• OBJECTIVE:
Give back only the lines from the one with "of the cloud" through the last line of the data, exactly as they appear.

• GIVEN DATA:
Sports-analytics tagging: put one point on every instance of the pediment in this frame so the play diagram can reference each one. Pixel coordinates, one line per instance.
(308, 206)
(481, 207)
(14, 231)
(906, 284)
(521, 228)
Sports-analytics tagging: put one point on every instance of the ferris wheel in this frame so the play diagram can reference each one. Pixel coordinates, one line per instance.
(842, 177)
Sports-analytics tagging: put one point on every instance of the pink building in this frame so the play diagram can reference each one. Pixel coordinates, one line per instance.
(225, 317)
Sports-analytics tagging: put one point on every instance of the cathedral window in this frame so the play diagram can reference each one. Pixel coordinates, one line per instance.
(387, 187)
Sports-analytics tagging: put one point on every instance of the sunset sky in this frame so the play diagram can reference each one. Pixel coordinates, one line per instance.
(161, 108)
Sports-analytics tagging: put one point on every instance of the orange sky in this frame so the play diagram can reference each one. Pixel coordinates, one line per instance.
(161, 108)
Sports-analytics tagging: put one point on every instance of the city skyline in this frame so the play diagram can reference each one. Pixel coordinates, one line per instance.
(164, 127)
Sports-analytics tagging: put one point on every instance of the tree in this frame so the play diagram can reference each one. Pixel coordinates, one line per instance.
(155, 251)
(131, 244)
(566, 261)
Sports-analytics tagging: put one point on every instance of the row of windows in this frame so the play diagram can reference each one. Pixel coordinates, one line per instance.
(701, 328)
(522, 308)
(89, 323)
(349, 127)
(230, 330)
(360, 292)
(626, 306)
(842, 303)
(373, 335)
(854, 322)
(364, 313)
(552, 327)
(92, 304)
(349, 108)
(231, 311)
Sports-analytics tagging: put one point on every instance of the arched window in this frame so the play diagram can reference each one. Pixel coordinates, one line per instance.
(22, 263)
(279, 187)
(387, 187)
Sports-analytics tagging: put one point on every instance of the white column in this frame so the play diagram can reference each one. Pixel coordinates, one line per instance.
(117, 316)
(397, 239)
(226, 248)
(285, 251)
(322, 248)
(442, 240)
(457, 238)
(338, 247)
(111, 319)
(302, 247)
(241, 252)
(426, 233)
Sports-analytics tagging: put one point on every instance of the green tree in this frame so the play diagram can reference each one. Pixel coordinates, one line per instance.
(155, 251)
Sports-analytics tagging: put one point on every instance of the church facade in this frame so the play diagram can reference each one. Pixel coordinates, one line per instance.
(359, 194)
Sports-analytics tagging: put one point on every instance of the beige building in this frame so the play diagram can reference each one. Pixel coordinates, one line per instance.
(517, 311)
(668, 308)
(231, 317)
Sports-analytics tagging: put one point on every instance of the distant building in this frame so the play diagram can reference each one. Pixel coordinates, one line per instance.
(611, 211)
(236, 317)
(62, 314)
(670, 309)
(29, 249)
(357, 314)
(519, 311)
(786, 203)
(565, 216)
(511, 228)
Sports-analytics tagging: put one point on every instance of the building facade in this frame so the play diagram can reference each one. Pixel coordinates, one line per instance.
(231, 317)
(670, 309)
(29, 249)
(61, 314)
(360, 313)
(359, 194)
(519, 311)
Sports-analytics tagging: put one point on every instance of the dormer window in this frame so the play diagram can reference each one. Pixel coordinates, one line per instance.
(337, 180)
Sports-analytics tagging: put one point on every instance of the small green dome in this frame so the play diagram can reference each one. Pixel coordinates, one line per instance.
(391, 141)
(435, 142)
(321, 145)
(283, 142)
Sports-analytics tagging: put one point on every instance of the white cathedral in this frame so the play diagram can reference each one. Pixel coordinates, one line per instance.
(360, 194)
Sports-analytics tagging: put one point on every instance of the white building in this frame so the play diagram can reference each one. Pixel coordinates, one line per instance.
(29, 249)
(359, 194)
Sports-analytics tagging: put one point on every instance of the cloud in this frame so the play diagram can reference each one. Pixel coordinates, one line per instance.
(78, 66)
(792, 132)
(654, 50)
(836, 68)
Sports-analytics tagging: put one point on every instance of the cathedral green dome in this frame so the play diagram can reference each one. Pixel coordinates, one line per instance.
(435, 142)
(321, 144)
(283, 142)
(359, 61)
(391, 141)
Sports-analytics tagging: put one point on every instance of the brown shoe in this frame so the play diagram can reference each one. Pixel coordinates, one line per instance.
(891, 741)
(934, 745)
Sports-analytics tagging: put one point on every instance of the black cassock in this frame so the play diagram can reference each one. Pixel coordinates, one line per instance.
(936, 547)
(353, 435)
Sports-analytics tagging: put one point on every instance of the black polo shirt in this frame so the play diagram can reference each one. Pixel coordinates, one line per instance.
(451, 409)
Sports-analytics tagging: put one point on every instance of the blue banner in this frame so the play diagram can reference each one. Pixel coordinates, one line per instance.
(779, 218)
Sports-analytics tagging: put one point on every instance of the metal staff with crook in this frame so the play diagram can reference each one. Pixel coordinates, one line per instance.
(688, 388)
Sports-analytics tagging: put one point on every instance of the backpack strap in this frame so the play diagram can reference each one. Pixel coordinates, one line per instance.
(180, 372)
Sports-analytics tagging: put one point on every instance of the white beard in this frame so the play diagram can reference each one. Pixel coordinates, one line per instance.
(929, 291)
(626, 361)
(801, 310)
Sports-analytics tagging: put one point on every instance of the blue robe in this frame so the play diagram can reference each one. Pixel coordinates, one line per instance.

• OUTPUT FOR THIS EXERCISE:
Sports-analytics tagging: put one point on every instance of the cloud in this frame so the play diagram can reference each one. Pixel coordinates, one line per instance.
(78, 66)
(792, 132)
(654, 50)
(836, 68)
Sports-analytics tagging: put one point on every instance of the cathedral green dome in this frame so the play diagram can reference each one. Pixel coordinates, one line per instance.
(435, 142)
(321, 144)
(283, 142)
(359, 61)
(391, 141)
Sports-analytics tagging: put one point on every instance of the brown shoe in this frame so the play diagram can reference each one. Pixel coordinates, one line per instance.
(891, 741)
(934, 745)
Sports-analytics tagging: put one point on every instance of the black cassock in this frame so the play diagram can reference each one. Pixel coordinates, one line per instance.
(936, 547)
(353, 435)
Sports-analytics tagging: put one point on every instance of the black polo shirt in this frame so the play diagram can reference each one. Pixel coordinates, one line per instance.
(451, 409)
Sports-analytics tagging: put one point on every instance of the blue banner in this frame so the play diagram can reference each one. Pixel coordinates, one line per instance.
(779, 218)
Sports-analytics tagging: put one point on every instance of the metal staff with crook in this frame so the play diagram can reference each one. Pixel coordinates, one line per instance.
(688, 388)
Sports-analytics tagging: put one point on every instance of the backpack strap in this frame so the play diagram can reference each one. Pixel coordinates, one line per instance.
(180, 372)
Sports-analytics tagging: put one point on every instance of the white beard in this frame so the play diagram can reference each one. Pixel coordinates, one line per instance.
(929, 291)
(626, 361)
(801, 310)
Sports-analytics tagging: put one point on every instance of the blue robe in this frame so the play diagram can reference each one. Pixel coordinates, one line per instance.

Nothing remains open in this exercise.